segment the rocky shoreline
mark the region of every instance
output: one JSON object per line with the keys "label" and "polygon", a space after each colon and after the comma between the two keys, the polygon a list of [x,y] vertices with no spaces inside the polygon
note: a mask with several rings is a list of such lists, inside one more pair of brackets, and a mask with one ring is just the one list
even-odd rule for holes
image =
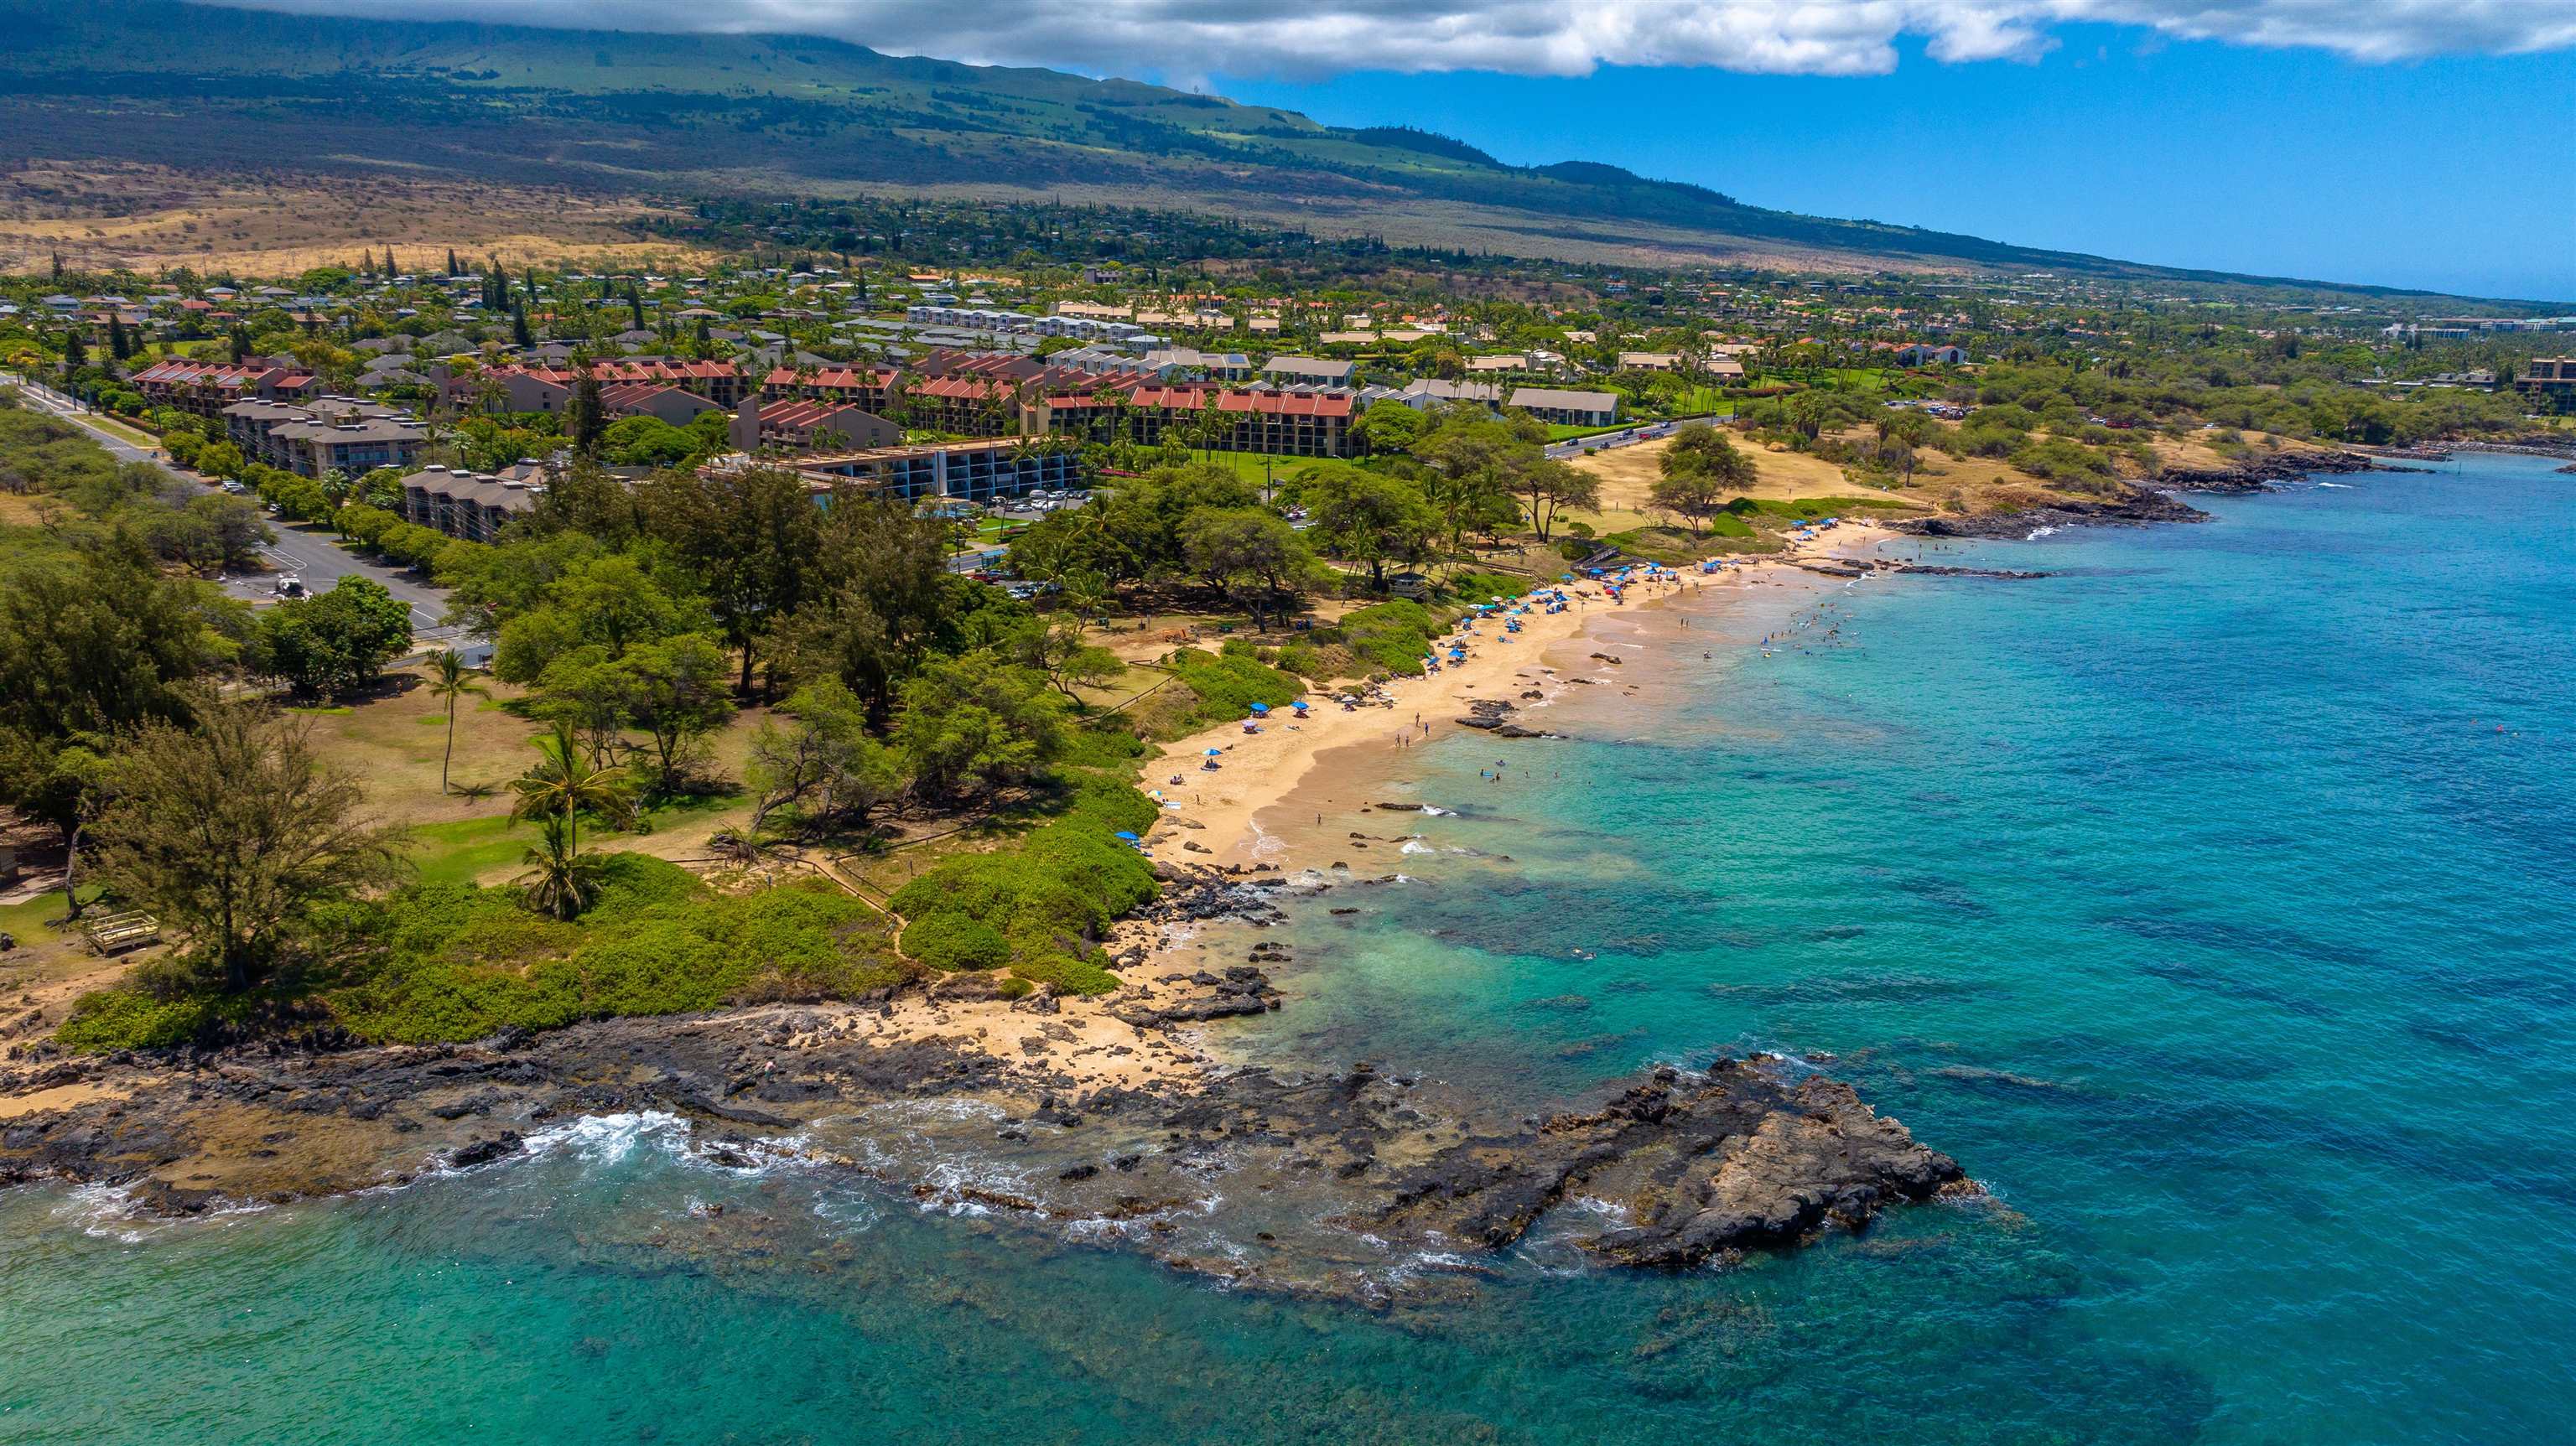
{"label": "rocky shoreline", "polygon": [[[1279,957],[1253,951],[1265,952]],[[1258,964],[1163,982],[1177,987],[1105,1007],[1137,1048],[1279,1003]],[[0,1118],[0,1185],[106,1184],[132,1211],[186,1216],[495,1166],[583,1117],[661,1112],[687,1122],[692,1149],[716,1168],[849,1171],[926,1208],[1381,1304],[1476,1273],[1391,1276],[1391,1265],[1499,1251],[1578,1195],[1591,1207],[1583,1220],[1614,1223],[1578,1232],[1576,1248],[1605,1264],[1678,1267],[1976,1189],[1849,1086],[1776,1060],[1660,1068],[1560,1110],[1504,1115],[1365,1063],[1086,1088],[1052,1052],[1010,1057],[982,1047],[981,1030],[891,1035],[893,1007],[771,1005],[470,1045],[22,1058],[0,1067],[0,1100],[49,1107]],[[1049,1016],[1101,1006],[997,1007],[1044,1029]],[[885,1110],[904,1112],[900,1131],[869,1123]],[[890,1157],[882,1146],[898,1134],[931,1153]],[[979,1176],[961,1160],[994,1168]],[[1215,1196],[1254,1202],[1222,1248],[1204,1238]]]}
{"label": "rocky shoreline", "polygon": [[2170,492],[2133,489],[2126,497],[2093,502],[2068,499],[2026,512],[1988,512],[1970,517],[1910,517],[1887,525],[1911,537],[2029,537],[2041,528],[2144,527],[2164,522],[2207,522],[2209,514]]}
{"label": "rocky shoreline", "polygon": [[2385,458],[2365,456],[2359,452],[2270,452],[2233,467],[2175,468],[2159,473],[2144,485],[2170,492],[2236,494],[2268,492],[2284,482],[2296,482],[2318,473],[2422,470],[2420,467],[2395,466]]}
{"label": "rocky shoreline", "polygon": [[2242,495],[2269,492],[2286,482],[2318,473],[2421,472],[2358,452],[2274,452],[2225,468],[2180,468],[2148,481],[2130,484],[2128,494],[2103,501],[2069,498],[2021,512],[1989,512],[1973,517],[1915,517],[1887,526],[1913,537],[2026,539],[2043,528],[2146,527],[2169,522],[2207,522],[2209,514],[2185,502],[2180,493]]}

------------------------------

_Directions for this task_: Once the pictures are set aside, repeat the data above exactly as written.

_Task result_:
segment the rocky shoreline
mark the region of every instance
output: one JSON object per line with the keys "label" and "polygon", a space after each colon and after the comma between the two keys, the polygon a list of [x,y] vertices with no spaces inside the polygon
note: a mask with several rings is a list of such lists, inside one more pair of brackets, and a mask with one ring is just the one list
even-odd rule for holes
image =
{"label": "rocky shoreline", "polygon": [[[1279,957],[1253,951],[1265,952]],[[1258,964],[1163,982],[1177,987],[1105,1007],[1137,1048],[1279,1003]],[[0,1118],[0,1185],[106,1184],[132,1211],[186,1216],[495,1166],[583,1117],[661,1112],[687,1122],[692,1149],[716,1168],[849,1171],[926,1208],[1381,1304],[1476,1273],[1391,1276],[1391,1265],[1499,1251],[1578,1195],[1591,1207],[1583,1220],[1614,1223],[1578,1232],[1576,1248],[1605,1264],[1678,1267],[1976,1189],[1849,1086],[1776,1060],[1660,1068],[1560,1110],[1504,1115],[1365,1063],[1086,1088],[1052,1052],[1010,1057],[982,1047],[981,1030],[891,1035],[893,1007],[771,1005],[470,1045],[22,1058],[0,1067],[0,1100],[49,1107]],[[1049,1016],[1101,1006],[997,1007],[1044,1029]],[[885,1110],[904,1112],[900,1131],[869,1123]],[[890,1157],[882,1146],[898,1134],[931,1153]],[[979,1176],[961,1160],[994,1168]],[[1215,1196],[1254,1202],[1222,1248],[1204,1238]]]}
{"label": "rocky shoreline", "polygon": [[2170,492],[2133,489],[2126,497],[2093,502],[2068,499],[2026,512],[1988,512],[1970,517],[1910,517],[1887,525],[1911,537],[2029,537],[2041,528],[2144,527],[2164,522],[2207,522],[2209,514]]}
{"label": "rocky shoreline", "polygon": [[2385,458],[2365,456],[2359,452],[2270,452],[2233,467],[2175,468],[2159,473],[2144,485],[2170,492],[2236,494],[2268,492],[2284,482],[2296,482],[2318,473],[2422,470],[2420,467],[2395,466]]}
{"label": "rocky shoreline", "polygon": [[2242,495],[2269,492],[2286,482],[2318,473],[2421,472],[2358,452],[2274,452],[2225,468],[2180,468],[2148,481],[2130,484],[2128,494],[2103,501],[2069,498],[2021,512],[1989,512],[1973,517],[1915,517],[1887,526],[1913,537],[2026,539],[2043,528],[2146,527],[2169,522],[2207,522],[2209,514],[2185,502],[2180,493]]}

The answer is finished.